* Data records
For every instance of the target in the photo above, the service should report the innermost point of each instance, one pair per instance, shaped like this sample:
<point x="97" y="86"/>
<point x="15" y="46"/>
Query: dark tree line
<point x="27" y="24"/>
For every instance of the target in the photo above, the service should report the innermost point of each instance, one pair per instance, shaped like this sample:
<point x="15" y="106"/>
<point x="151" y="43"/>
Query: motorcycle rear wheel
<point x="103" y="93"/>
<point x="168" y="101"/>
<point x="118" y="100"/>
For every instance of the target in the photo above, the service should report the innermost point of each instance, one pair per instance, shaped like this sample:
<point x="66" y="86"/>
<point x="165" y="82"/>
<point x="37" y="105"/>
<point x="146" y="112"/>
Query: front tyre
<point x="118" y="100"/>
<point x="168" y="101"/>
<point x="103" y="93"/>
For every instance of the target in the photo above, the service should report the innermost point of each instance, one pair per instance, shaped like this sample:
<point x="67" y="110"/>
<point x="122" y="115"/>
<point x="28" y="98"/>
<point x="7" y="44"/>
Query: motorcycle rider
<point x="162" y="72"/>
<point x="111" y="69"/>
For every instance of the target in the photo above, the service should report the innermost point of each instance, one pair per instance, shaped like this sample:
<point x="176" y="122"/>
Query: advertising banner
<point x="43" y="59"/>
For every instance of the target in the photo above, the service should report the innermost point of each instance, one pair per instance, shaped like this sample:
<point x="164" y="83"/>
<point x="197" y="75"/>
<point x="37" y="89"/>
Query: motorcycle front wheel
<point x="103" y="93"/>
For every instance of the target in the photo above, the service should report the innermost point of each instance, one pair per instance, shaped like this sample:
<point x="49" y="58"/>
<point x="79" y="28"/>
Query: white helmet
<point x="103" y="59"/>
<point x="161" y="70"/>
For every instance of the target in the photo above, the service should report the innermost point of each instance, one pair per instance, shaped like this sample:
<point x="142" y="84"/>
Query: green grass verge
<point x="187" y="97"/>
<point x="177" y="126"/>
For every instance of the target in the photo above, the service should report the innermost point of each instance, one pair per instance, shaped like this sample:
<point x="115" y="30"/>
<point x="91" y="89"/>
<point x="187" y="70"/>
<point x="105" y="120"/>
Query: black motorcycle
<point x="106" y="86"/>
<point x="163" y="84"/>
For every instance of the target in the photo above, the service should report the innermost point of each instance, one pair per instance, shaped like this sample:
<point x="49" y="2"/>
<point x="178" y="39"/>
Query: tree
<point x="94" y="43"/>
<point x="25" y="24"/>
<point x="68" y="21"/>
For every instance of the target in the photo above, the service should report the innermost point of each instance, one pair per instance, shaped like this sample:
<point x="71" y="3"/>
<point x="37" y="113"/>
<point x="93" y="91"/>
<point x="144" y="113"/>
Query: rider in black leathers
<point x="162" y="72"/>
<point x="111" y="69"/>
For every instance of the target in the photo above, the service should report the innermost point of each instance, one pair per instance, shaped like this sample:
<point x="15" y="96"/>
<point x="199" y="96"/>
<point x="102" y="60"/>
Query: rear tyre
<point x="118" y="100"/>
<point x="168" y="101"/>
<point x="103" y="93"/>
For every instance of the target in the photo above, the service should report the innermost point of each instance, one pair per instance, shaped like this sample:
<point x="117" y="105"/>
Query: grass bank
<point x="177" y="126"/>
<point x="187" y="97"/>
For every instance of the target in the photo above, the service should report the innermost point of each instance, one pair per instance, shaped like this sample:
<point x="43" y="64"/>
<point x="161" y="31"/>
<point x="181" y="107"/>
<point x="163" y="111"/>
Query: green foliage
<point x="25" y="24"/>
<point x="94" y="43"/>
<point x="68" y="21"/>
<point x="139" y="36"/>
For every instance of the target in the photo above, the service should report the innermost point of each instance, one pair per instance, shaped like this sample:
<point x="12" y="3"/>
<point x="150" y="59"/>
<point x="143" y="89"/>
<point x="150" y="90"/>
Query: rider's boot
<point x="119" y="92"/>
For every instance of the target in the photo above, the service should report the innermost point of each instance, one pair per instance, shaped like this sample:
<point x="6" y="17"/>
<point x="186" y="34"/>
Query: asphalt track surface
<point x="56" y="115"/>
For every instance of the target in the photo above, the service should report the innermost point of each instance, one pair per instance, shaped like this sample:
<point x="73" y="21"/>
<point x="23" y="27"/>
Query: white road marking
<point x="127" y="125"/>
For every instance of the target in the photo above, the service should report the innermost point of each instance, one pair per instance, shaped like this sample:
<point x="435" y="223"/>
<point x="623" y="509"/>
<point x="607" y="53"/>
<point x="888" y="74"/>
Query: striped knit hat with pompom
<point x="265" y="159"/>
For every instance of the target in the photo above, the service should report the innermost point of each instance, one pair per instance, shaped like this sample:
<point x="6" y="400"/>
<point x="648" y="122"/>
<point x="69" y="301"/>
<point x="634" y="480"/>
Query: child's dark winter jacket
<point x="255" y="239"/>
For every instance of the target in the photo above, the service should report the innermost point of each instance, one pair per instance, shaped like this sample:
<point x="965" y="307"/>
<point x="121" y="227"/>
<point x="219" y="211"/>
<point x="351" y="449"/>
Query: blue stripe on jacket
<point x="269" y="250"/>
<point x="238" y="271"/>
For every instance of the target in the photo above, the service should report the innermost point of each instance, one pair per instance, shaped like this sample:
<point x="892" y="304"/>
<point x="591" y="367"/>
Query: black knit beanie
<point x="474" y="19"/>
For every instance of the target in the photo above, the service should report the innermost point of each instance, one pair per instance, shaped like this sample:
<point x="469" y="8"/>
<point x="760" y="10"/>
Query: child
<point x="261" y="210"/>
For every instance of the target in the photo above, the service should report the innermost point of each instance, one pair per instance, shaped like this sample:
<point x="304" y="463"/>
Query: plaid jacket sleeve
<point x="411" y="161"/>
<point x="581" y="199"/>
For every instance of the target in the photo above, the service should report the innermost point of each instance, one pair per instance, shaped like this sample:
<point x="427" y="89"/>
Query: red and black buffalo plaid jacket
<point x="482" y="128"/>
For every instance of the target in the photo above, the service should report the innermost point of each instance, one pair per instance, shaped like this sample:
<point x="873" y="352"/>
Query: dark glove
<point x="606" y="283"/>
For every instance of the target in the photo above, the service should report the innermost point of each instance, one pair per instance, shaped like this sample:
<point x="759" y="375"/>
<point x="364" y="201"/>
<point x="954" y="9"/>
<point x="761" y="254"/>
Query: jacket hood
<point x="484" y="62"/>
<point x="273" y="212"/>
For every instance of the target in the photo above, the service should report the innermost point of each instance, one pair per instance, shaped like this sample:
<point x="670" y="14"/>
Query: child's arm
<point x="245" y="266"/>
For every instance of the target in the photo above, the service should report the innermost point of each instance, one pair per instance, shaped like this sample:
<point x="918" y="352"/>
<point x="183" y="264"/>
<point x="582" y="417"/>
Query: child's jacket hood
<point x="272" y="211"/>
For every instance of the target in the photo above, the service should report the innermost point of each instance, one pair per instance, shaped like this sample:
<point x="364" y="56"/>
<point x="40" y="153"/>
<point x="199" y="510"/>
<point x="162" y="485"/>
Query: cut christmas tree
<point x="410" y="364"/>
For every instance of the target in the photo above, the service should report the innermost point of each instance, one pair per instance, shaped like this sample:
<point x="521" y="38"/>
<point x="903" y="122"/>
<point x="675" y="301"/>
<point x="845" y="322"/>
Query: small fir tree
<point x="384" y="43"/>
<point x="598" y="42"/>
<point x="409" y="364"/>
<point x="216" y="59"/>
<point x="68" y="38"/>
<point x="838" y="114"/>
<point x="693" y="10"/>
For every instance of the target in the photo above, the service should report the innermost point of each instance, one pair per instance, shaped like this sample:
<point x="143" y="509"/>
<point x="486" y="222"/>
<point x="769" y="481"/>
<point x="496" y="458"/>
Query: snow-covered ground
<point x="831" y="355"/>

* Prompt
From the first line to the last, retype the data exactly.

* The result
For every instance of the target in the photo above, the service should report the innermost point of each instance, one pair per instance, shaped like this sample:
<point x="97" y="86"/>
<point x="15" y="46"/>
Query: dark tree line
<point x="27" y="24"/>
For every instance of the target in the photo above, the service should report the innermost point of each instance, one pair per instance, shaped like this sample:
<point x="15" y="106"/>
<point x="151" y="43"/>
Query: motorcycle rear wheel
<point x="103" y="93"/>
<point x="168" y="101"/>
<point x="118" y="100"/>
For every instance of the target in the photo above, the service should report the innermost point of each instance, one pair per instance, shaped like this sample:
<point x="66" y="86"/>
<point x="165" y="82"/>
<point x="37" y="105"/>
<point x="146" y="112"/>
Query: front tyre
<point x="118" y="100"/>
<point x="168" y="101"/>
<point x="103" y="93"/>
For every instance of the target in the photo above, the service should report the innermost point of each instance, one pair per instance, shaped like this sample:
<point x="67" y="110"/>
<point x="122" y="115"/>
<point x="28" y="98"/>
<point x="7" y="44"/>
Query: motorcycle rider
<point x="162" y="72"/>
<point x="111" y="69"/>
For every instance of the target in the photo above, the service should report the innermost point of each instance, one pair per instance, shaped like this sample:
<point x="176" y="122"/>
Query: advertising banner
<point x="43" y="59"/>
For every instance of the target in the photo above, the service should report the innermost point of each instance, one pair per instance, shaped like this sample:
<point x="164" y="83"/>
<point x="197" y="75"/>
<point x="37" y="89"/>
Query: motorcycle front wheel
<point x="103" y="93"/>
For every instance of the target in the photo above, the service should report the innermost point of each instance, one pair per instance, shaped like this sample:
<point x="49" y="58"/>
<point x="79" y="28"/>
Query: white helmet
<point x="103" y="59"/>
<point x="161" y="70"/>
For every instance of the target in the photo above, the service should report the innermost point of each instance, one pair per instance, shaped like this sample:
<point x="142" y="84"/>
Query: green grass verge
<point x="187" y="97"/>
<point x="177" y="126"/>
For every instance of the target in the photo above, the service should report the innermost point of each instance, one pair per instance, shaped like this sample:
<point x="115" y="30"/>
<point x="91" y="89"/>
<point x="187" y="70"/>
<point x="105" y="120"/>
Query: black motorcycle
<point x="106" y="86"/>
<point x="163" y="84"/>
For every instance of the target in the photo above, the service should report the innermost point of each instance, one pair per instance, shaped like this sample:
<point x="49" y="2"/>
<point x="178" y="39"/>
Query: tree
<point x="94" y="43"/>
<point x="25" y="24"/>
<point x="68" y="21"/>
For every instance of the target in the photo above, the service should report the innermost point of each instance, one pair per instance, shaped like this sample:
<point x="71" y="3"/>
<point x="37" y="113"/>
<point x="93" y="91"/>
<point x="144" y="113"/>
Query: rider in black leathers
<point x="162" y="72"/>
<point x="111" y="69"/>
For every instance of the target in the photo above, the service should report the innermost point of each instance, one pair per instance, shaped like this sample:
<point x="15" y="96"/>
<point x="199" y="96"/>
<point x="102" y="60"/>
Query: rear tyre
<point x="118" y="100"/>
<point x="168" y="101"/>
<point x="103" y="93"/>
For every instance of the target in the photo above, the service should report the innermost point of each instance, one pair per instance, shaped like this sample:
<point x="117" y="105"/>
Query: grass bank
<point x="177" y="126"/>
<point x="187" y="97"/>
For every instance of the target in the photo above, the service should report the innermost point of each instance, one pair per instance, shaped like this sample:
<point x="43" y="64"/>
<point x="161" y="31"/>
<point x="181" y="107"/>
<point x="163" y="111"/>
Query: green foliage
<point x="25" y="24"/>
<point x="94" y="43"/>
<point x="68" y="21"/>
<point x="139" y="36"/>
For every instance of the target in the photo above, the service should report the innermost point of each instance, one pair per instance, shaped like this sample:
<point x="12" y="3"/>
<point x="150" y="59"/>
<point x="143" y="89"/>
<point x="150" y="90"/>
Query: rider's boot
<point x="119" y="92"/>
For every instance of the target in the photo above, the service should report the innermost point of each instance, one pair per instance, shaped like this sample:
<point x="6" y="17"/>
<point x="186" y="34"/>
Query: asphalt track surface
<point x="56" y="115"/>
For every instance of the target in the photo above, the service should report the innermost point of each instance, one pair per instance, shaped like this sample:
<point x="73" y="21"/>
<point x="23" y="27"/>
Query: white road marking
<point x="127" y="125"/>
For every instance of the target in the photo above, the service should report the innermost point of each instance, one pair per instance, shaped like this sample:
<point x="435" y="223"/>
<point x="623" y="509"/>
<point x="607" y="53"/>
<point x="888" y="74"/>
Query: striped knit hat with pompom
<point x="265" y="159"/>
For every instance of the target in the photo above, the service should report the innermost point of each instance, one pair per instance, shaped like this sample:
<point x="6" y="400"/>
<point x="648" y="122"/>
<point x="69" y="301"/>
<point x="634" y="480"/>
Query: child's dark winter jacket
<point x="255" y="239"/>
For every instance of the target in the photo above, the service should report the innermost point of each instance, one pair per instance, shaped like this sample:
<point x="965" y="307"/>
<point x="121" y="227"/>
<point x="219" y="211"/>
<point x="351" y="449"/>
Query: blue stripe on jacket
<point x="269" y="250"/>
<point x="238" y="271"/>
For every instance of the target in the photo above, the service should report the innermost point of each instance, one pair per instance, shaped like this sample:
<point x="892" y="304"/>
<point x="591" y="367"/>
Query: black knit beanie
<point x="474" y="19"/>
For every instance of the target in the photo above, the service should report the innermost point of each instance, one pair per instance, shaped like this sample:
<point x="469" y="8"/>
<point x="760" y="10"/>
Query: child
<point x="261" y="210"/>
For every instance of the target in the photo above, the service should report the innermost point of each instance, one pair per instance, shaped like this sample:
<point x="304" y="463"/>
Query: plaid jacket sleeve
<point x="411" y="161"/>
<point x="581" y="199"/>
For every instance of the target in the photo above, the service should report the innermost point of each instance, one pair per instance, shaped like this sample:
<point x="427" y="89"/>
Query: red and black buffalo plaid jacket
<point x="482" y="128"/>
For every instance of the target in the photo above, the service should report the innermost point of each instance, one pair per instance, shaped like this sample:
<point x="873" y="352"/>
Query: dark glove
<point x="606" y="283"/>
For every instance of the target in the photo above, the service should report the innermost point of each instance, one pair per instance, shaped like this sample:
<point x="759" y="375"/>
<point x="364" y="201"/>
<point x="954" y="9"/>
<point x="761" y="254"/>
Query: jacket hood
<point x="484" y="62"/>
<point x="273" y="212"/>
For every instance of the target in the photo above, the service should report the innermost point of each instance, one pair per instance, shaped like this sample:
<point x="670" y="14"/>
Query: child's arm
<point x="245" y="266"/>
For every instance of the target in the photo above, the service should report the innermost point of each instance, one pair per instance, shaped like this sample:
<point x="918" y="352"/>
<point x="183" y="264"/>
<point x="582" y="417"/>
Query: child's jacket hood
<point x="272" y="211"/>
For every instance of the target in the photo above, the service should report the innermost point of each instance, one pair per instance, shaped like this sample:
<point x="364" y="56"/>
<point x="40" y="153"/>
<point x="199" y="510"/>
<point x="162" y="485"/>
Query: cut christmas tree
<point x="410" y="364"/>
For every instance of the target in the photo above, the service should report the innermost point of each instance, one pair per instance, shaped like this sample:
<point x="521" y="38"/>
<point x="903" y="122"/>
<point x="675" y="301"/>
<point x="845" y="322"/>
Query: small fir tree
<point x="384" y="43"/>
<point x="598" y="42"/>
<point x="409" y="364"/>
<point x="216" y="59"/>
<point x="68" y="38"/>
<point x="838" y="114"/>
<point x="693" y="10"/>
For every instance of the target in the photo above, the service should report the innermost point of each instance, one pair per instance, shaped like this sample:
<point x="143" y="509"/>
<point x="486" y="222"/>
<point x="769" y="481"/>
<point x="496" y="458"/>
Query: snow-covered ground
<point x="831" y="355"/>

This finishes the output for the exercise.